Requirement: Give back each line below verbatim.

(Dataset records)
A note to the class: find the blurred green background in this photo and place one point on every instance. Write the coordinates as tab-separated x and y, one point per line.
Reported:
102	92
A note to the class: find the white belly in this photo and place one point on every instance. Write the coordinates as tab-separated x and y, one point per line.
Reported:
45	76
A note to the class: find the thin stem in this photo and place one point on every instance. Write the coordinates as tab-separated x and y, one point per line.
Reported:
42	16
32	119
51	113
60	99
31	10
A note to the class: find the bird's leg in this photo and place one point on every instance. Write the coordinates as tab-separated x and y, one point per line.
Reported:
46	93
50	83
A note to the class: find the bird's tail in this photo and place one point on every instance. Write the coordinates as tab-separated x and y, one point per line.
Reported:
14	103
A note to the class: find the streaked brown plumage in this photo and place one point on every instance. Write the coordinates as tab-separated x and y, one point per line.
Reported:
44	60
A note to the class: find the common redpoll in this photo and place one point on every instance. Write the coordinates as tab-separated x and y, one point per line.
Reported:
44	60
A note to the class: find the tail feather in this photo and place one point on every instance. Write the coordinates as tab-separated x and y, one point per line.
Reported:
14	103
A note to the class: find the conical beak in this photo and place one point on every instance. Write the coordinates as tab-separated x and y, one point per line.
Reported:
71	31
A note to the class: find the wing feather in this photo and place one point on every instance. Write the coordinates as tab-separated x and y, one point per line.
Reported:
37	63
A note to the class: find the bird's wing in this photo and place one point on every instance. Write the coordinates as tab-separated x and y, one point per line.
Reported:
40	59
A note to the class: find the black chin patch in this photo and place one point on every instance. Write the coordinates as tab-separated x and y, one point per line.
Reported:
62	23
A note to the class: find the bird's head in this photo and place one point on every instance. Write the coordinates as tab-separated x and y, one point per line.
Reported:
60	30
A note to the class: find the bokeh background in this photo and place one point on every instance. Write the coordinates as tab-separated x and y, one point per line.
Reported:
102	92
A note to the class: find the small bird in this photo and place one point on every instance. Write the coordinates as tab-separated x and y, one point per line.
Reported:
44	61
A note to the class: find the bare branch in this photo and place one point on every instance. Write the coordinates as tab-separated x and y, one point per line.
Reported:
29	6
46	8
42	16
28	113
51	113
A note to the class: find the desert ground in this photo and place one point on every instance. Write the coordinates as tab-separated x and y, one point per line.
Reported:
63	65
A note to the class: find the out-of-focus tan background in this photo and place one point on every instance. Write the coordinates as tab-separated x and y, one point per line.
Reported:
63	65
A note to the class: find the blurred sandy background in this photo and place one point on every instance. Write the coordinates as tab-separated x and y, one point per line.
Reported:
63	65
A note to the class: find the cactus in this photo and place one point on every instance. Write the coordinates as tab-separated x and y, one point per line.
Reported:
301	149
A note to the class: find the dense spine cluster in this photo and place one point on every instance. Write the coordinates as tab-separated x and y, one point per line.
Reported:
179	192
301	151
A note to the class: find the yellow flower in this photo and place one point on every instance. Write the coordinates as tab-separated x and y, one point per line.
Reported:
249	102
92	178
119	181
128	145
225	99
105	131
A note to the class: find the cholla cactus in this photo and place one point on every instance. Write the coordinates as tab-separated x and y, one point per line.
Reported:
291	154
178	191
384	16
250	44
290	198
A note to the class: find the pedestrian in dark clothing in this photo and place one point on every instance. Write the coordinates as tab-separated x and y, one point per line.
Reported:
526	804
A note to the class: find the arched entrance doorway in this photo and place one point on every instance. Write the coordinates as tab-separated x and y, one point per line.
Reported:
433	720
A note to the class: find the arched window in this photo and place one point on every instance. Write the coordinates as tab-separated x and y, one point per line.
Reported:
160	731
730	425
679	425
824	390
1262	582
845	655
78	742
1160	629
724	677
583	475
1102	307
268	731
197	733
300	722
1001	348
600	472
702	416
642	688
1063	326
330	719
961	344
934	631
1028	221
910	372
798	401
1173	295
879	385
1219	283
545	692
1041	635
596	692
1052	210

Problem solution:
A note to the class: find the blurred green background in this photo and place one point on every instance. Write the coordinates as tab-separated x and y, one point per line.
Reported:
102	92
A note to the class: find the white belly in this photo and place one point on every instance. Write the coordinates as tab-separated x and y, one point per line.
Reported:
45	76
A note to the class: find the thin stem in this photo and place one point on every instance. Write the coordinates as tab-separated x and y, one point per line.
Reported:
42	16
32	119
51	113
60	99
31	10
A note to the class: find the bird's leg in this photo and place one point on every instance. Write the coordinates as tab-separated x and y, one point per line.
Reported:
46	93
50	83
A note to the class: find the bird's tail in this photo and place one point on every instance. Write the coordinates as tab-separated x and y, one point per line.
Reported:
14	103
A note to the class: find the streaked brown plumage in this photo and place one point on every instance. Write the coordinates as tab-separated x and y, one point per line.
Reported:
44	60
A note to the class: find the common redpoll in this photo and place one point on every instance. Write the coordinates as tab-separated x and y, one point per line.
Reported:
44	60
A note to the class: find the tail feather in this photo and place one point on every instance. Write the coordinates as tab-separated x and y, one point per line.
Reported:
14	103
A note to the class: find the conical beak in this photo and place one point on every instance. Write the coordinates as tab-separated x and y, one point per line.
Reported:
71	31
A note to the class: find the wing feather in this photo and place one point on every instance. Write the coordinates as tab-separated x and y, one point per line.
Reported:
37	63
A note to the class: find the bird's wing in this photo and place one point on every instance. Write the coordinates as tab-separated x and y, one point per line.
Reported:
40	59
A note to the class: find the black chin patch in this photo and place one point on every instance. Write the coordinates as tab-separated x and y, one point per line.
Reported:
62	23
A note to the class: find the bird's head in this photo and place one point on every instance. Write the coordinates as tab-separated x and y, one point per line.
Reported:
60	30
A note to the class: find the bokeh background in this photo and place one point on every instance. Write the coordinates as tab-separated x and y, one point per line.
Reported:
102	92
A note to the class: find the small bird in this photo and place one point on every instance. Write the coordinates as tab-separated x and y, one point per line.
Reported:
44	61
A note to the class: find the bare branch in this photo and place one point on every instance. Write the coordinates as tab-separated x and y, one point per line.
Reported:
29	6
46	8
42	16
28	113
51	113
A note to the class: find the desert ground in this photo and place one point on every instance. Write the coordinates as tab-separated x and y, one point per line.
Reported:
63	65
A note to the class: find the out-of-focus tan background in this photo and place one point on every instance. Write the coordinates as tab-separated x and y, one point per line.
Reported:
63	65
A note to the class: find the blurred sandy background in this photo and place one point on every instance. Write the coordinates as tab-separated x and y, one point per line.
Reported:
63	65
A note to the class: find the cactus in this photo and place one point on every instance. Write the coordinates as tab-separated x and y, one point per line.
Reported:
301	149
A note to the class: find the dense spine cluster in this photo and place one point on every instance. Write the coordinates as tab-separated x and y, one point per line.
Reported:
179	192
301	151
A note to the class: find the yellow flower in this photo and place one point on every instance. Write the coordinates as tab-separated x and y, one point per line.
Reported:
249	102
92	178
119	181
128	145
225	99
105	131
A note to the class: find the cholla cactus in this photo and place one point on every instance. Write the coordinates as tab-separated x and y, one point per line.
Reported:
291	154
178	191
384	16
250	44
290	198
A note to the class: find the pedestrian in dark clothing in this photo and place one point on every instance. Write the coordinates as tab-separated x and y, one point per line.
Reported:
526	804
A note to the class: find the arched entrance doorway in this photo and place one point on every instance. Write the coordinates as tab-separated x and y, one point per line.
Reported:
433	720
A note to the class: find the arched window in this photo and place one point on every instance. Write the coordinates as tab-separated x and y, one point per line.
Reported:
160	731
730	425
679	425
824	390
1262	582
845	655
78	742
1160	629
724	677
583	475
1102	307
268	731
197	733
300	722
1001	348
600	472
702	416
642	688
1063	326
330	719
961	344
934	631
1028	221
910	372
798	401
1173	295
879	385
1219	283
545	692
1041	635
596	692
1052	210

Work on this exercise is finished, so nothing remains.